> [Document extract]
——
Showing posts sorted by date for query sandwich. Sort by relevance Show all posts
Showing posts sorted by date for query sandwich. Sort by relevance Show all posts
There is not a lot of cooking going on here at the moment with our cooker being out of service! We have an engineer booked to come and have a look at it on Monday, and God willing, he will be able to fix it! Fingers crossed! Cookers are big ticket items! In the meantime after figuring out what it would cost to eat out for five days, we purchased a counter-top hot plate, which will be great for heating up soups, scrambling eggs, etc. I don't think there will be any real cooking going on, but you never know. Today we had some delicious Roast Beef, Horseradish and Baby Rocket Sandwiches, along with some Deli potato Salad and Cheese Slaw. They went down a real treat. I thought I would take this opportunity to share with you my rules and tips on how to make a better sandwich.
I can tell you that the whole time I was growing up, I never had a horrible sandwich made by my mother. Mom made the best sandwiches and I learnt a lot from watching her. Even a humble sandwich of white bread and Heinz sandwich spread was a feast.
How many times have you been disappointed with a purchased sandwich . . . dry bread . . . lack of filling . . . tasteless filling, etc. Too many times for me to count, in my experience. I don't know how they can get something which is so simple so very wrong, but more often than not they do!
Making your own Sandwiches doesn't really take a lot of effort or time. There are a few rules to follow however, which will help to make your sandwiches/butties/sarnies to be the best darned ones on the block! These are my tips and secrets, and now they can be yours too!
——
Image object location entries
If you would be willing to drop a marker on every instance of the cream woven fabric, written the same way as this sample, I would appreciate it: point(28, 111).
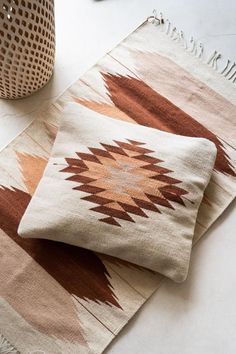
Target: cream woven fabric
point(121, 189)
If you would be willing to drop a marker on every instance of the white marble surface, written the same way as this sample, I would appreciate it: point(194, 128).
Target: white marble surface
point(198, 316)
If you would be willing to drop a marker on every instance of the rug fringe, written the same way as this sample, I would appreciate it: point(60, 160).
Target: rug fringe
point(193, 46)
point(6, 347)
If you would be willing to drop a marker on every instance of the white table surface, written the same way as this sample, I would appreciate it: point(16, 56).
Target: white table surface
point(198, 316)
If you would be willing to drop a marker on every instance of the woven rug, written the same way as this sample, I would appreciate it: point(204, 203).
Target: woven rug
point(56, 298)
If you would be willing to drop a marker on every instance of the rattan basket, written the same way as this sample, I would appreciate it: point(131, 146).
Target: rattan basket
point(27, 46)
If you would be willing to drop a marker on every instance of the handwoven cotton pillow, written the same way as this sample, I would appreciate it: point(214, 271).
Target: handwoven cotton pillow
point(122, 189)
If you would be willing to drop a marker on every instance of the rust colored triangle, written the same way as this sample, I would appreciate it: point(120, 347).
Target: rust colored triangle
point(110, 221)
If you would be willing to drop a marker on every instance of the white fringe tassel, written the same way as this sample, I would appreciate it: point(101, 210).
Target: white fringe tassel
point(6, 347)
point(194, 47)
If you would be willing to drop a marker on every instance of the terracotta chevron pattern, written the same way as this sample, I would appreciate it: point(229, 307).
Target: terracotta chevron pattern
point(123, 179)
point(138, 100)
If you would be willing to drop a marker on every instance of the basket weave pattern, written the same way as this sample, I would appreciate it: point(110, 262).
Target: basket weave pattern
point(27, 46)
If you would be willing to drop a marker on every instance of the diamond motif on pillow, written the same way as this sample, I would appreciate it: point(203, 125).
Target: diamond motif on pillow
point(124, 180)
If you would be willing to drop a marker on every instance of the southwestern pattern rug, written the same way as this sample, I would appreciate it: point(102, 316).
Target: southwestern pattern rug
point(56, 298)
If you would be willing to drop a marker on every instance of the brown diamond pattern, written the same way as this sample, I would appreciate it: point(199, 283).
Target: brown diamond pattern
point(123, 180)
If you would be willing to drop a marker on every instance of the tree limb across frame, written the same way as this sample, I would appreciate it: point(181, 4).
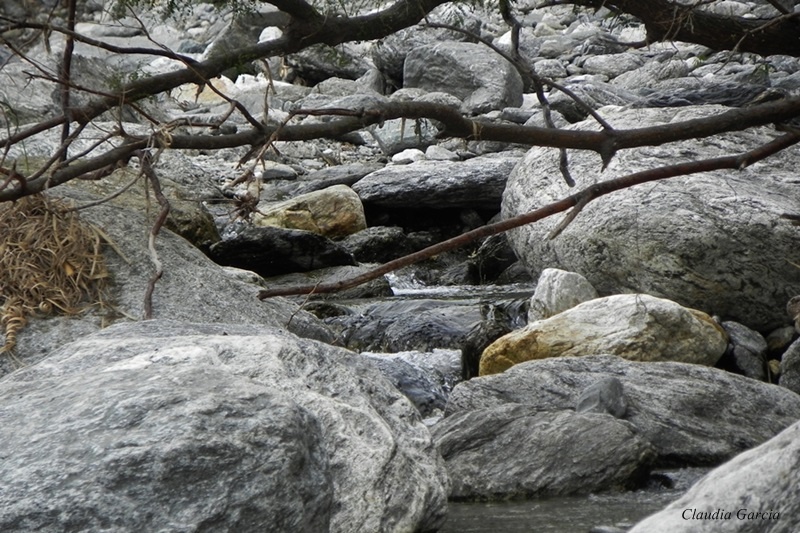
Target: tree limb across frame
point(576, 201)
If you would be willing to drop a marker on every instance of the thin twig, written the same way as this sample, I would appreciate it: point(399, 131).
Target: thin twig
point(579, 199)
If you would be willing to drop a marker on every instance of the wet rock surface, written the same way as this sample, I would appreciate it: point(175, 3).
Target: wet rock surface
point(691, 414)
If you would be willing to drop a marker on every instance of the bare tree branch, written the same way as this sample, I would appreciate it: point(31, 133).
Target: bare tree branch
point(578, 200)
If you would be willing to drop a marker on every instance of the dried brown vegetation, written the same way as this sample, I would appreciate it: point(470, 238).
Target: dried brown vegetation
point(50, 262)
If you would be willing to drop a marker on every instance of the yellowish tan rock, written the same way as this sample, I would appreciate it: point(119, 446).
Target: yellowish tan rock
point(637, 327)
point(333, 212)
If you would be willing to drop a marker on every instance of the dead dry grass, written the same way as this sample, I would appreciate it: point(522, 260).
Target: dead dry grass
point(50, 262)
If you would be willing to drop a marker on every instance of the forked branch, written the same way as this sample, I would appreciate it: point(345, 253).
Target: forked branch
point(578, 200)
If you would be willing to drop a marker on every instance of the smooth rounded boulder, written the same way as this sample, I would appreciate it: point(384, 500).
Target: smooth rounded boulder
point(637, 327)
point(232, 428)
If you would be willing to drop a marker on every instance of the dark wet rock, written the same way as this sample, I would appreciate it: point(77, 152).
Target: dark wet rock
point(693, 415)
point(320, 62)
point(378, 244)
point(517, 451)
point(375, 288)
point(746, 353)
point(493, 257)
point(406, 325)
point(477, 183)
point(728, 94)
point(416, 384)
point(495, 323)
point(271, 251)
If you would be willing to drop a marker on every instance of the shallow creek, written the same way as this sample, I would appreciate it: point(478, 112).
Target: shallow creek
point(574, 514)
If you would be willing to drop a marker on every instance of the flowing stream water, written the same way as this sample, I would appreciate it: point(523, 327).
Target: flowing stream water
point(573, 514)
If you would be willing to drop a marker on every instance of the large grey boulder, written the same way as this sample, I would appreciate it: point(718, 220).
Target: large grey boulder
point(692, 414)
point(272, 251)
point(480, 77)
point(514, 451)
point(161, 424)
point(755, 492)
point(476, 183)
point(713, 241)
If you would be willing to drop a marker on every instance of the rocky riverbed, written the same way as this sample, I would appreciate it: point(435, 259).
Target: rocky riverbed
point(653, 333)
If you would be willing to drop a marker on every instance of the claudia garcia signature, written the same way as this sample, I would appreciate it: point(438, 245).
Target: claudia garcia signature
point(722, 514)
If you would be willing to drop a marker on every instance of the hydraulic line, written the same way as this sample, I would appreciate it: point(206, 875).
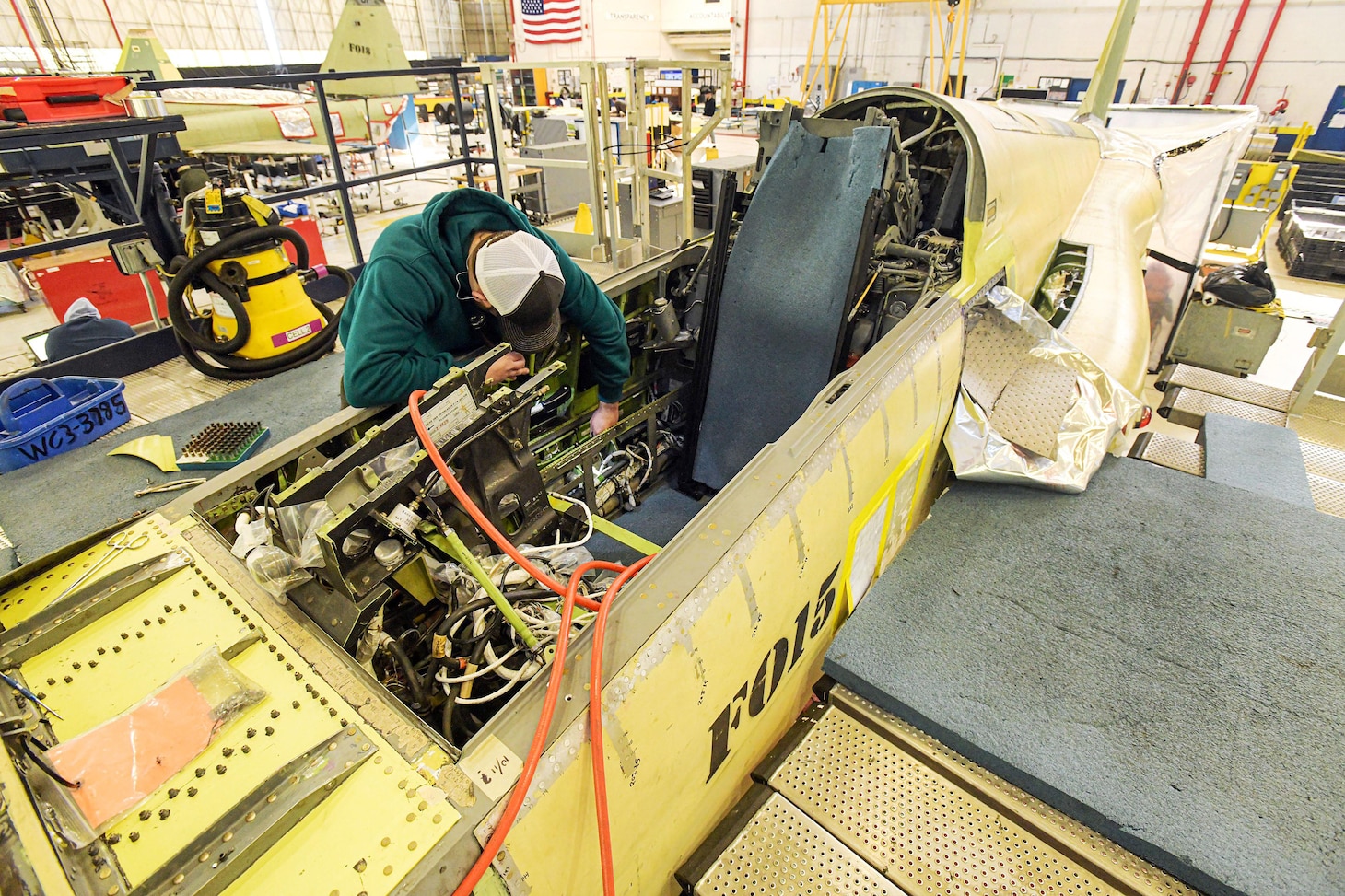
——
> [Jobs]
[a] In the sandwich blog post, what did the household buy to use while the cooker was out of service?
[b] Continue the sandwich blog post from where it stops.
The listing above is separate material and is not part of the sandwich blog post.

> [Answer list]
[a] A counter-top hot plate.

[b]
Any sandwich worth making, or eating is worthy of only the best ingredients. If you start with the best, you are well on your way to a fine eating experience. I like to use quality bread, and the freshest bread that I can. I also like to use interesting bread. Sour Dough loaves, whole grain breads, seeded buns, French Baguettes, and even the humble sliced white bread can make for a really great sandwich if you start with the best and the freshest you can find. Today I used fresh store baked Croissants. The starch/bread/wrap is one of the key factors in your sandwich. Why stint on quality, when to do so can make a huge difference between making a sandwich, or making a SANDWICH! Just make sure that the bread you choose is sturdy enough to stand up to the filling you are going to use. Quality and care can make a huge difference between a sandwich that isn't worthy and a sandwich that will hold up to a journey and be able to stand for several hours prior to eating.
Fresh meats, fish, or cheeses . . . fresh vegetables . . . quality condiments, all of these things go a long ways towards building a better buttie. Do NOT stint on any of these items.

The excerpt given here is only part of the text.